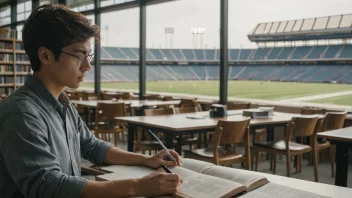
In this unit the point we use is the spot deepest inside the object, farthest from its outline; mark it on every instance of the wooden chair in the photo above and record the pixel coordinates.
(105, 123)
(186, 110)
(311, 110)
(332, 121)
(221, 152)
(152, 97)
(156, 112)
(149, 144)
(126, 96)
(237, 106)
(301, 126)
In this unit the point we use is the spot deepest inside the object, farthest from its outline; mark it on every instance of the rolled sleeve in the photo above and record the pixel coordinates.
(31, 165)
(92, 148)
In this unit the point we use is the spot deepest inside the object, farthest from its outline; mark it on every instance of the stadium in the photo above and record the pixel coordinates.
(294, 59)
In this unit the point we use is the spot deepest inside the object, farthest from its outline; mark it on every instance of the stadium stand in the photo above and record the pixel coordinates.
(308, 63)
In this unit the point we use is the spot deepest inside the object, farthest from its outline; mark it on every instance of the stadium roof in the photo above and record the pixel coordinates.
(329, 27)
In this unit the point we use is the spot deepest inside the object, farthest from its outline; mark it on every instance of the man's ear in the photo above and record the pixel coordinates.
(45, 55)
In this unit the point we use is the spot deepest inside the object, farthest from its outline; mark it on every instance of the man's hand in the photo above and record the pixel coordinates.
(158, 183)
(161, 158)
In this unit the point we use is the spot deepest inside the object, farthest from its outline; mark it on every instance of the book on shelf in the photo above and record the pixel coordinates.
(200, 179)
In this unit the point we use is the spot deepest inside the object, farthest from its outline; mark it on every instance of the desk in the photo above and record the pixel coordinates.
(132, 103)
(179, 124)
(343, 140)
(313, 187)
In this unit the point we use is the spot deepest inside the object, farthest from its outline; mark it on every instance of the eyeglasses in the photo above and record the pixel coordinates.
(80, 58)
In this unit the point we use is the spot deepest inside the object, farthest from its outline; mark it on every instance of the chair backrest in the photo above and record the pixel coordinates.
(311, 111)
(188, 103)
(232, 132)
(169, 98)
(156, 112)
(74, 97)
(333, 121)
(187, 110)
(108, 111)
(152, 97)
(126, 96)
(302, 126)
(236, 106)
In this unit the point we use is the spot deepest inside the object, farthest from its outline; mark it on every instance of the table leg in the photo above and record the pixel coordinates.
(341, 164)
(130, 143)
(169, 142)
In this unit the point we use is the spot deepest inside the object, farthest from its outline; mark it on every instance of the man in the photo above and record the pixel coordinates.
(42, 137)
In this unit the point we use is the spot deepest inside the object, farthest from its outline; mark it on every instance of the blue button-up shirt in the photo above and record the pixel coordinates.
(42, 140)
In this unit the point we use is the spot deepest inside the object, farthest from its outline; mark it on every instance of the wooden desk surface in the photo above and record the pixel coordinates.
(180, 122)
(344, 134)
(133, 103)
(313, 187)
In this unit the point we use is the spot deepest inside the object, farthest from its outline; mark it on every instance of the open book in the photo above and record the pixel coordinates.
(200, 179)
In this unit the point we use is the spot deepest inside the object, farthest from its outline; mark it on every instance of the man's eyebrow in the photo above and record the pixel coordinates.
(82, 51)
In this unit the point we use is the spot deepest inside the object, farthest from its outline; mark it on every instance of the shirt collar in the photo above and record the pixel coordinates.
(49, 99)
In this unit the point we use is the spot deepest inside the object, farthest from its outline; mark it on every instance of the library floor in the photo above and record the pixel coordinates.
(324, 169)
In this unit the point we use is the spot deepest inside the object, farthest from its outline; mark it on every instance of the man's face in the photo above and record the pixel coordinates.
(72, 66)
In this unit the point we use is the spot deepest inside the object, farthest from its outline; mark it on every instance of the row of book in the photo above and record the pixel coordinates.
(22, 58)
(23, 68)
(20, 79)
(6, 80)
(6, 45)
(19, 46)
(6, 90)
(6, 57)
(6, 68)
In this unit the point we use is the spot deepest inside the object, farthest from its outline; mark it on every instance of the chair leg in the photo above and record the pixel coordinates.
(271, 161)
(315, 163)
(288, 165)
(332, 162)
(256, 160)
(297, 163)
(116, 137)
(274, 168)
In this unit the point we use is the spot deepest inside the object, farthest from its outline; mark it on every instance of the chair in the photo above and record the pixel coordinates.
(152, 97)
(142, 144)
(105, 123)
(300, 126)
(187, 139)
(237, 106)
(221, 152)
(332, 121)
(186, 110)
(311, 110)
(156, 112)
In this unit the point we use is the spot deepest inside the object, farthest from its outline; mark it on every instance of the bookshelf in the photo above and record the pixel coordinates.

____________

*Stated goal*
Can you rewrite all of the data above, replacing every "pixel coordinates" with "image coordinates", changing nothing else, and leaving the pictures out?

*Task response*
In this unit the point we use is the spot deepest inside the object, farthest from its outline; mark it on every instance of the wooden chair in the photo above and record the image coordinates.
(105, 123)
(186, 110)
(311, 110)
(332, 121)
(221, 152)
(152, 97)
(156, 112)
(149, 144)
(126, 96)
(237, 106)
(301, 126)
In this unit the point we use is the spot deepest inside the object, farthest from its outline; mark it on every instance of the rolled sleeve in the photo above and record the image coordinates.
(31, 165)
(92, 148)
In this unit the point we use is the spot deepest inside the object, farthest from its outline; mark it on every instance of the stadium in the photo above and record the image coordinates.
(294, 59)
In this unit the point we use is the spot deepest inside the object, farthest from its outline; mark it on every instance of the stadium stand in the photo above and record the image coordinates.
(308, 63)
In this unit the point we use is the spot deepest inside the object, farthest from its outline; mark it on every instance of the stadium roof in the photo above and record the image coordinates.
(329, 27)
In this unit the point we use is the spot deepest inside the object, farthest from its outline; mark it on every instance of the man's ear in the photo above and record the image coordinates.
(45, 55)
In this unit the point we use is the spot deepest inside the object, farthest from its outline; mark it on every instance of the man's hand in the photo above and record the image coordinates.
(158, 183)
(161, 158)
In this unit the point we use is the spot deepest inside the object, farthest from its outline; mark it on every instance of the book on shelf in the photo above and record the image coordinates.
(200, 179)
In this unit the point we use is the spot deepest inside the object, farthest from its outline; mark it on every instance of the desk in the photo above and record the image coordinates.
(132, 103)
(179, 124)
(343, 140)
(313, 187)
In this unit the point we use is the spot deepest inside the object, farthest from its outline; mark it on every instance of the eyeglasses in the photo above and record the image coordinates.
(80, 58)
In this unit the point we use is the spot deepest inside the object, farthest from its outline; mark it on every instance of the chair backrest in the photo above and record the image coordinates.
(311, 111)
(188, 103)
(232, 132)
(169, 98)
(156, 112)
(74, 97)
(333, 121)
(187, 110)
(108, 111)
(152, 97)
(126, 96)
(302, 126)
(236, 106)
In this unit the point we use is the spot deepest inside the object, farthest from its outline; mark it on every instance of the table leg in the photo above and record the image coordinates.
(341, 164)
(130, 143)
(169, 142)
In this unit the point we use is the spot deepest inside the object, farthest from its outline; mark it on every instance of the man in the photo above and record the image coordinates.
(42, 137)
In this unit the point we use is the spot deepest inside the object, farthest from its outline; mark it on every instance of the blue button-up shirt in the photo above and record the image coordinates.
(42, 140)
In this unit the point we use is the spot deepest inside the object, farthest from its outline; mark it on every instance of the wooden desk surface in the photo above and record the image coordinates.
(180, 122)
(344, 134)
(133, 103)
(313, 187)
In this unit the point we use is the spot deepest inside the object, farthest from its outline; mark it on every instance of the open book in the photo above and record the image coordinates.
(200, 179)
In this unit the point we use is the spot deepest inside the object, farthest from its outline; mark it on every instance of the man's eyebrow in the photo above and record the image coordinates.
(82, 51)
In this unit the point we use is the spot deepest inside the object, farthest from its outline; mark it on every instance of the shirt collar in the photo above and record the image coordinates.
(49, 99)
In this unit the point we use is the spot deepest inside the object, farthest from its outline; mark it on every instance of the library floor in the photo above and record the image coordinates.
(324, 169)
In this unit the point we use is the spot deepest inside the object, farthest from its outline; mark it on every instance of the man's face in the photo above and record the image coordinates.
(72, 66)
In this unit the point we use is the spot deepest inside the object, farthest from its outline; mark it on every instance of the row of book in the photo above and record the image coordinates.
(22, 58)
(23, 68)
(20, 79)
(6, 80)
(6, 45)
(19, 46)
(6, 90)
(6, 57)
(6, 68)
In this unit the point we use is the spot deepest inside the object, farthest from its outline; mark it on every instance of the chair leg in the photo above and record the image coordinates.
(271, 161)
(315, 163)
(288, 165)
(332, 162)
(256, 160)
(297, 163)
(116, 137)
(274, 168)
In this unit the point we use is the spot deepest inside the object, farthest from its outline; mark it on every instance of the chair in the photo above and record the image coordinates.
(152, 97)
(142, 144)
(105, 123)
(300, 126)
(187, 139)
(237, 106)
(221, 152)
(332, 121)
(186, 110)
(311, 110)
(156, 112)
In this unit the point we use is the spot deepest inside the object, farthest from its outline; mark it on every instance of the bookshelf in the photo above and record the image coordinates.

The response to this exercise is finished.